START RECORD EXCERPTS

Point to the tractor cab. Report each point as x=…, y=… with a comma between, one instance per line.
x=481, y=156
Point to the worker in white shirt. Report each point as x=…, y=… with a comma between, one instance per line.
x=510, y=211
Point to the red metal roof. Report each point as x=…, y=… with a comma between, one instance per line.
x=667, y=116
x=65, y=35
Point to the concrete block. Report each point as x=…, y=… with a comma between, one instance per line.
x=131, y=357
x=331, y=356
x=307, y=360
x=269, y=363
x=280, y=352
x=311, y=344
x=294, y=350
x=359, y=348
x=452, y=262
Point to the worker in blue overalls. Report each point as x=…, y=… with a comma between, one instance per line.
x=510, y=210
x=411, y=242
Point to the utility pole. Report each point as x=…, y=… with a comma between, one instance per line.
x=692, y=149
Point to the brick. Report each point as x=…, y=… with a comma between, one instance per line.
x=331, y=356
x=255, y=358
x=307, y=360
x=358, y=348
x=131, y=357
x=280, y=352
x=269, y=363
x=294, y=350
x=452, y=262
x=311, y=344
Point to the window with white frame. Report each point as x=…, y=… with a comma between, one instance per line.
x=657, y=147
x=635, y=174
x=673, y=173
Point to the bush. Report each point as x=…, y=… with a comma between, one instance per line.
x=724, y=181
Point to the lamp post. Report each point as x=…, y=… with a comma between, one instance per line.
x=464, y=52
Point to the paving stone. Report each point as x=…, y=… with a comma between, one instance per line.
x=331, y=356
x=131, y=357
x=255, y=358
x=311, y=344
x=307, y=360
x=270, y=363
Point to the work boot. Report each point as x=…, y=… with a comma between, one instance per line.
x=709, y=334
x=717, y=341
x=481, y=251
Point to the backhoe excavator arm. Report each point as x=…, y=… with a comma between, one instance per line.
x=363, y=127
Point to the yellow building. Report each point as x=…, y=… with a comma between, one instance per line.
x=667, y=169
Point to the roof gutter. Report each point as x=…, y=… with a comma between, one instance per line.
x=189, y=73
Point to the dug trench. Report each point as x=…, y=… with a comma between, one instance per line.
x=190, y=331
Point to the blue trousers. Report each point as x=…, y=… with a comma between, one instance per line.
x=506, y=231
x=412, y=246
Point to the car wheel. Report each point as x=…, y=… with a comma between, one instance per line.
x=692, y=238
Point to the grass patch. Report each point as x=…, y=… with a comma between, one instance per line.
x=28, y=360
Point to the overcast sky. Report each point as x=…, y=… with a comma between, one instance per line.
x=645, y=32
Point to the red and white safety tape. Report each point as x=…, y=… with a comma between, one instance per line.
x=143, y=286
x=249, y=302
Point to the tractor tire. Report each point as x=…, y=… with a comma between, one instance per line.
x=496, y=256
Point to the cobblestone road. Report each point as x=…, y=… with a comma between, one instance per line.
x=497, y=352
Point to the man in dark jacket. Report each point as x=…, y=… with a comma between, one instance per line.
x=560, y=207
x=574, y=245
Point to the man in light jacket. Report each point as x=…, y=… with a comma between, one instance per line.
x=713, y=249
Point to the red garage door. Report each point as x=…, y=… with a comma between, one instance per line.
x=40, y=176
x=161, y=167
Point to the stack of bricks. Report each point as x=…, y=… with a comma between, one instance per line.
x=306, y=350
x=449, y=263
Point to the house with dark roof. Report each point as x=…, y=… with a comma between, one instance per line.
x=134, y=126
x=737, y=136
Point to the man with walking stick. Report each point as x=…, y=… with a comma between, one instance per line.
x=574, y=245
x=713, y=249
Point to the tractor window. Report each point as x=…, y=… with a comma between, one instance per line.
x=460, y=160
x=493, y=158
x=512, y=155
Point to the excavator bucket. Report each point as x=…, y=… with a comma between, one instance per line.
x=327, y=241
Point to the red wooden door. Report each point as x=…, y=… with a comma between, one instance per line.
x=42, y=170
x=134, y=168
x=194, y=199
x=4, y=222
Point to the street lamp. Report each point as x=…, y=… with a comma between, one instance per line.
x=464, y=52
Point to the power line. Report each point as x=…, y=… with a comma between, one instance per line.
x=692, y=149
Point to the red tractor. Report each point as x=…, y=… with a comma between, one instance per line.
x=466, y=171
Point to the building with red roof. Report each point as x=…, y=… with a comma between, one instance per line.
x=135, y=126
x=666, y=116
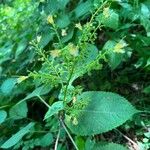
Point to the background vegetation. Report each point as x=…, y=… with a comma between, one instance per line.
x=52, y=52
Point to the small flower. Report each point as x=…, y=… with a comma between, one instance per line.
x=63, y=32
x=55, y=53
x=119, y=47
x=106, y=12
x=21, y=78
x=74, y=99
x=73, y=50
x=78, y=25
x=75, y=121
x=50, y=19
x=38, y=38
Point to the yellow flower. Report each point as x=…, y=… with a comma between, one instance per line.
x=119, y=47
x=106, y=12
x=78, y=25
x=50, y=19
x=21, y=78
x=55, y=53
x=73, y=50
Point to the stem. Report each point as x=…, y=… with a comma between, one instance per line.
x=71, y=73
x=56, y=143
x=42, y=100
x=57, y=34
x=63, y=125
x=97, y=11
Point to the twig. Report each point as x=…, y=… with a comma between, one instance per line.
x=42, y=100
x=64, y=126
x=56, y=143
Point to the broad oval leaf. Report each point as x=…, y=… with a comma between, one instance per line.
x=18, y=136
x=3, y=116
x=108, y=146
x=104, y=111
x=55, y=108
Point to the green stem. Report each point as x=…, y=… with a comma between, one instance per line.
x=70, y=76
x=43, y=101
x=69, y=135
x=57, y=34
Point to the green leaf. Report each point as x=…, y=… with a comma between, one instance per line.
x=108, y=146
x=3, y=116
x=55, y=108
x=8, y=85
x=19, y=111
x=146, y=90
x=46, y=140
x=18, y=136
x=145, y=11
x=101, y=107
x=46, y=36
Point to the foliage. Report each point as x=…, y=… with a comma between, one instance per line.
x=67, y=62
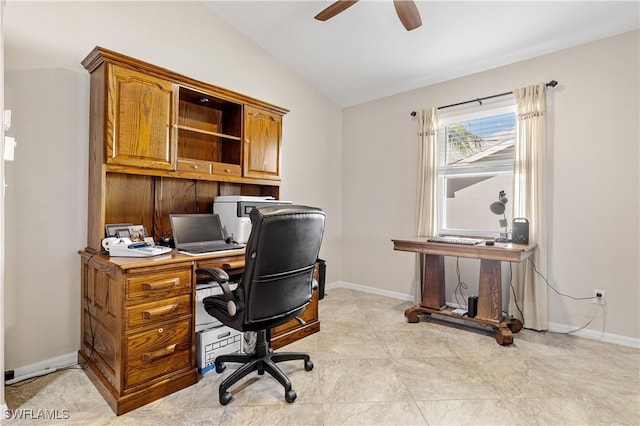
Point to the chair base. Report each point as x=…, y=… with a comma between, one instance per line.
x=261, y=359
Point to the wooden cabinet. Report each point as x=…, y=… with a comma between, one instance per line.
x=139, y=120
x=138, y=340
x=209, y=134
x=162, y=143
x=262, y=144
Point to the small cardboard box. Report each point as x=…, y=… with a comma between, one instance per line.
x=213, y=342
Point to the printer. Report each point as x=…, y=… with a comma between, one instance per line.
x=234, y=213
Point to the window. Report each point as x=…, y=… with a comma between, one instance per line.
x=476, y=154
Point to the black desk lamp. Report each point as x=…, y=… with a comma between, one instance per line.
x=498, y=207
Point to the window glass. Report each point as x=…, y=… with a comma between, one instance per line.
x=476, y=155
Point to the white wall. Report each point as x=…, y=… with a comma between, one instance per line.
x=593, y=134
x=48, y=90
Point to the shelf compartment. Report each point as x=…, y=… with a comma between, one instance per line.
x=204, y=112
x=208, y=147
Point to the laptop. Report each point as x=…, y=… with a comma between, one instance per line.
x=198, y=234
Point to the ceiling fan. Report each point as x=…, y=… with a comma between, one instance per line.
x=406, y=10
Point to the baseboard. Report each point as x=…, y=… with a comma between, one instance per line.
x=553, y=327
x=596, y=335
x=43, y=367
x=365, y=289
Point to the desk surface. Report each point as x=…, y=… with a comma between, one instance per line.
x=508, y=252
x=163, y=259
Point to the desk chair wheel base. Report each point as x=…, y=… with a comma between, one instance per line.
x=225, y=398
x=290, y=396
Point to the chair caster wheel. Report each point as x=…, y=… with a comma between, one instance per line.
x=290, y=396
x=225, y=398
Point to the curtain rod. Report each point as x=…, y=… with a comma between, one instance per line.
x=552, y=83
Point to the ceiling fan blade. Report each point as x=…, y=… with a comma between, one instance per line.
x=408, y=14
x=334, y=9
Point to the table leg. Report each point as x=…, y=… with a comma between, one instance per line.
x=490, y=291
x=433, y=289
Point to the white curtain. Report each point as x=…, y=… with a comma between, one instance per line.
x=530, y=290
x=427, y=197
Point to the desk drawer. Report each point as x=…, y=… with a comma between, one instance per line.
x=159, y=285
x=161, y=310
x=158, y=352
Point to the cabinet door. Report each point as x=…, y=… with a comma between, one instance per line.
x=140, y=120
x=262, y=144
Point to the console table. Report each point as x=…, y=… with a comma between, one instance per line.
x=489, y=287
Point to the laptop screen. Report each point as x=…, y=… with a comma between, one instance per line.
x=195, y=228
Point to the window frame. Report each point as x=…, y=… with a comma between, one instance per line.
x=474, y=170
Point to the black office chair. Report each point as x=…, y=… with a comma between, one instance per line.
x=276, y=286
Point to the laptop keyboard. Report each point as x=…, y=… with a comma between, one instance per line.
x=211, y=248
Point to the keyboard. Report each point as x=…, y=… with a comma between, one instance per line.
x=456, y=240
x=210, y=248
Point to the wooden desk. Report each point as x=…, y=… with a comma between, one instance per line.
x=489, y=287
x=138, y=323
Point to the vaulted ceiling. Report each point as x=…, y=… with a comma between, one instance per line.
x=365, y=53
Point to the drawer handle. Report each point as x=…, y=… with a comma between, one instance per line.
x=233, y=264
x=161, y=311
x=160, y=285
x=161, y=353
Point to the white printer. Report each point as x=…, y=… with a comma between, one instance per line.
x=234, y=213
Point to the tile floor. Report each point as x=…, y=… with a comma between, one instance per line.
x=374, y=368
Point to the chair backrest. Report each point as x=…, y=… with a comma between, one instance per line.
x=281, y=254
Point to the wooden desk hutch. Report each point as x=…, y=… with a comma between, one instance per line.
x=163, y=143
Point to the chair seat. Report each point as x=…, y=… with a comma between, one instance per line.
x=277, y=284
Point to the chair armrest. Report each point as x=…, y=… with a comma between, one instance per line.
x=222, y=278
x=217, y=274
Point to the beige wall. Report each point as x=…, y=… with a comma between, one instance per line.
x=47, y=184
x=594, y=183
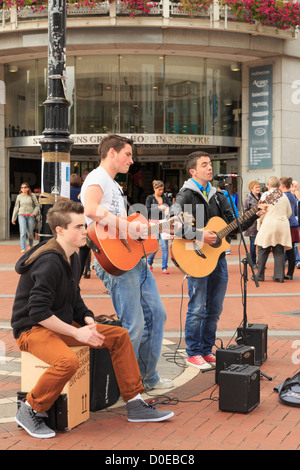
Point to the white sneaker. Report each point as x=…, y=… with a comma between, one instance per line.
x=198, y=361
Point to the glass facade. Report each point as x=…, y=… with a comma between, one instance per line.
x=130, y=94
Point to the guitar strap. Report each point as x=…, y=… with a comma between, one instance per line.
x=218, y=202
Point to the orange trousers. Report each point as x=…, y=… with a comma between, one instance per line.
x=53, y=349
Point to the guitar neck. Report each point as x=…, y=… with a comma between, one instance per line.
x=160, y=227
x=234, y=224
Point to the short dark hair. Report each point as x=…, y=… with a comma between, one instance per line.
x=286, y=181
x=59, y=214
x=191, y=160
x=114, y=141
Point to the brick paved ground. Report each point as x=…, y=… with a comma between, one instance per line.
x=198, y=422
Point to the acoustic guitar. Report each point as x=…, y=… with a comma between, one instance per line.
x=199, y=260
x=117, y=252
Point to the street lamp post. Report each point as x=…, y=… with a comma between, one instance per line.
x=55, y=143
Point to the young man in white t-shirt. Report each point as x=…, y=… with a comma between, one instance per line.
x=134, y=294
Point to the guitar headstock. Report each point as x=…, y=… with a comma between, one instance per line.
x=274, y=195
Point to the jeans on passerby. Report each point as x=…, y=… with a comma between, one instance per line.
x=206, y=296
x=253, y=250
x=26, y=227
x=137, y=303
x=164, y=253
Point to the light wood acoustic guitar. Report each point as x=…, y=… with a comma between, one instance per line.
x=117, y=252
x=199, y=260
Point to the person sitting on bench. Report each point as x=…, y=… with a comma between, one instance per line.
x=49, y=315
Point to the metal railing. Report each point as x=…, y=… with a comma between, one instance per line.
x=219, y=16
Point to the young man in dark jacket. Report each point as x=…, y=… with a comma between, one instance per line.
x=206, y=294
x=47, y=304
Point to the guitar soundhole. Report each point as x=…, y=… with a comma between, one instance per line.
x=217, y=243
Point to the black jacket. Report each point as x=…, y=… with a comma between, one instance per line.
x=49, y=285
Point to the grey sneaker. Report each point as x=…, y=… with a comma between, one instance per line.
x=33, y=422
x=163, y=383
x=139, y=411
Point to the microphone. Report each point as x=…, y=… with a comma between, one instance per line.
x=220, y=176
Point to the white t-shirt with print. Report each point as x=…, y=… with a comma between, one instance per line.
x=113, y=196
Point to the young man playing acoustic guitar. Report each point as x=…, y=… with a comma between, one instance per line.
x=206, y=294
x=134, y=293
x=47, y=303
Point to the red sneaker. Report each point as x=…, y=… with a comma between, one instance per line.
x=211, y=359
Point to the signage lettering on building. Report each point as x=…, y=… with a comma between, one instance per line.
x=260, y=117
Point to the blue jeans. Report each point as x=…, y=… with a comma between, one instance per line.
x=137, y=302
x=164, y=253
x=206, y=296
x=26, y=226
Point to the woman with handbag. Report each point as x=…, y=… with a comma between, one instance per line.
x=26, y=210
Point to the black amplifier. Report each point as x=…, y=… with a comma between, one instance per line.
x=235, y=354
x=239, y=388
x=257, y=336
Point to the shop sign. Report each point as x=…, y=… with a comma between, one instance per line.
x=260, y=117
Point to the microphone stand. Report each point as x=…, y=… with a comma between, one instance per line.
x=246, y=261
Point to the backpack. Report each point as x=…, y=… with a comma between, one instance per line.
x=289, y=391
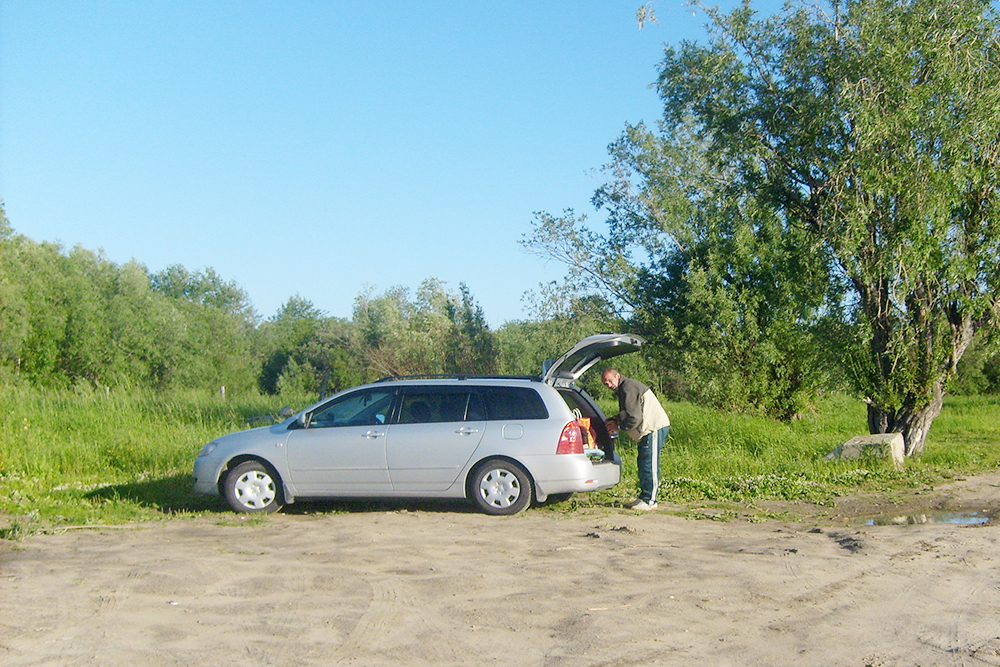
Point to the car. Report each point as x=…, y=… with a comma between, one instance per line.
x=501, y=442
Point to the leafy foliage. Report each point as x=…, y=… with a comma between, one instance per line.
x=822, y=188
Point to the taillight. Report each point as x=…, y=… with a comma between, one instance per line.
x=571, y=440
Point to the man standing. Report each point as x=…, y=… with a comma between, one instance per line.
x=644, y=419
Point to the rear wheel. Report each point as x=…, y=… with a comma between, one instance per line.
x=498, y=486
x=251, y=487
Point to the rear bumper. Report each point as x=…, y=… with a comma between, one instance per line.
x=574, y=473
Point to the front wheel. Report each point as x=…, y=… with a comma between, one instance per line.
x=497, y=486
x=251, y=487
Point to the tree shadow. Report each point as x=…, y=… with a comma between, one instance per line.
x=174, y=495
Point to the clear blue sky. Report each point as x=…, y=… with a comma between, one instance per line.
x=316, y=148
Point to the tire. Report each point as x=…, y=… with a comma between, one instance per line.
x=500, y=487
x=253, y=488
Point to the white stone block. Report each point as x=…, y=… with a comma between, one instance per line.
x=884, y=445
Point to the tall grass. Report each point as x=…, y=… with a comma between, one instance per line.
x=84, y=457
x=87, y=456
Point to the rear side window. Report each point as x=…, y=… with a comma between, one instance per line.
x=437, y=404
x=510, y=403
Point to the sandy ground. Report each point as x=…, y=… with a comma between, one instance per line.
x=418, y=584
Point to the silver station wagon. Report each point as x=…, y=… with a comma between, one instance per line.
x=500, y=442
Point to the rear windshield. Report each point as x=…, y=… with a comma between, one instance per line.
x=510, y=403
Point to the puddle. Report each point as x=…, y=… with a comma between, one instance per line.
x=959, y=518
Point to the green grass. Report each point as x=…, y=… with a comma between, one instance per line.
x=93, y=457
x=714, y=456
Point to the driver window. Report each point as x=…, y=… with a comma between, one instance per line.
x=361, y=408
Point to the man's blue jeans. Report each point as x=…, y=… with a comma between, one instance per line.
x=648, y=463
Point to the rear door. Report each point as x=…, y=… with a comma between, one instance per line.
x=435, y=435
x=587, y=352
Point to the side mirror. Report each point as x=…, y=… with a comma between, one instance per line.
x=302, y=421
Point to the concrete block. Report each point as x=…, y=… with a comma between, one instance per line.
x=883, y=445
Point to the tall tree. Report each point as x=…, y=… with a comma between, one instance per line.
x=873, y=127
x=852, y=148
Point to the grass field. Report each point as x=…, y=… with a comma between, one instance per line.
x=74, y=458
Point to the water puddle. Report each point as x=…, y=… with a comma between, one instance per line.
x=958, y=518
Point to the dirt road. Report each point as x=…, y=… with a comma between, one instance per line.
x=446, y=586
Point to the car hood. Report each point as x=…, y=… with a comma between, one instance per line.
x=567, y=368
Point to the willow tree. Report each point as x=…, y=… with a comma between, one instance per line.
x=863, y=135
x=874, y=126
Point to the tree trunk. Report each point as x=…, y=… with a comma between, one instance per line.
x=913, y=422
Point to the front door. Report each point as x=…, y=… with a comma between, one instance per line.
x=342, y=449
x=437, y=432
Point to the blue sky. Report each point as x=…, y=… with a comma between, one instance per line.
x=320, y=148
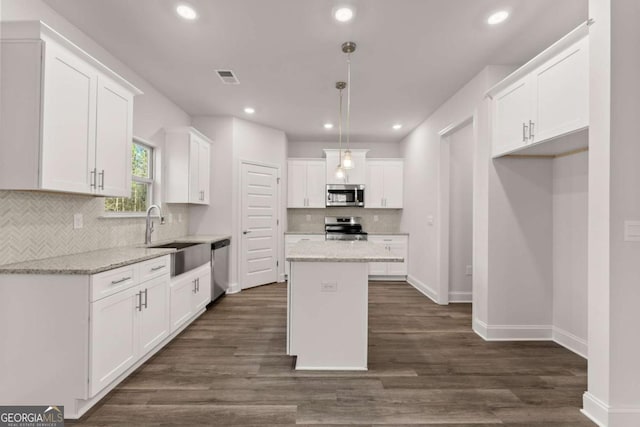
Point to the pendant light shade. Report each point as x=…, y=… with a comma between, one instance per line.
x=347, y=161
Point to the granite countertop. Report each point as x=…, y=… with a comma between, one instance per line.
x=341, y=251
x=85, y=263
x=100, y=260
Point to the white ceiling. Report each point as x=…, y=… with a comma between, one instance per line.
x=412, y=55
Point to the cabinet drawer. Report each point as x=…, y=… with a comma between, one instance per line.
x=112, y=281
x=154, y=268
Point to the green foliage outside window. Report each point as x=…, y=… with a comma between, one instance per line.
x=142, y=178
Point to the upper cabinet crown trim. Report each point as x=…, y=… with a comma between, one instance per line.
x=576, y=34
x=38, y=30
x=188, y=129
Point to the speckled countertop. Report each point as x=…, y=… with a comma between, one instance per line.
x=97, y=261
x=341, y=251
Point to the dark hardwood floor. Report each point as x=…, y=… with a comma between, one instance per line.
x=426, y=367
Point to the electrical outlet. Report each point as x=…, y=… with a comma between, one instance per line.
x=329, y=287
x=77, y=221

END RECORD EXCERPTS

_YOUR INSTRUCTIONS_
Rewrite the rows from the line with "Point to the curtain" up to and including the line with "x=433, y=289", swapping "table leg" for "chair leg" and leaving everything else unchanged. Return only those lines.

_EXERCISE SOLUTION_
Point to the curtain rod. Report each point as x=…, y=… with a comma between, one instance per line.
x=552, y=83
Point to the ceiling fan blade. Report each point as x=…, y=… with a comma between, one instance per line.
x=408, y=14
x=334, y=9
Point to the chair leg. Report each point as x=…, y=… with a comma between, one instance per line.
x=490, y=291
x=433, y=289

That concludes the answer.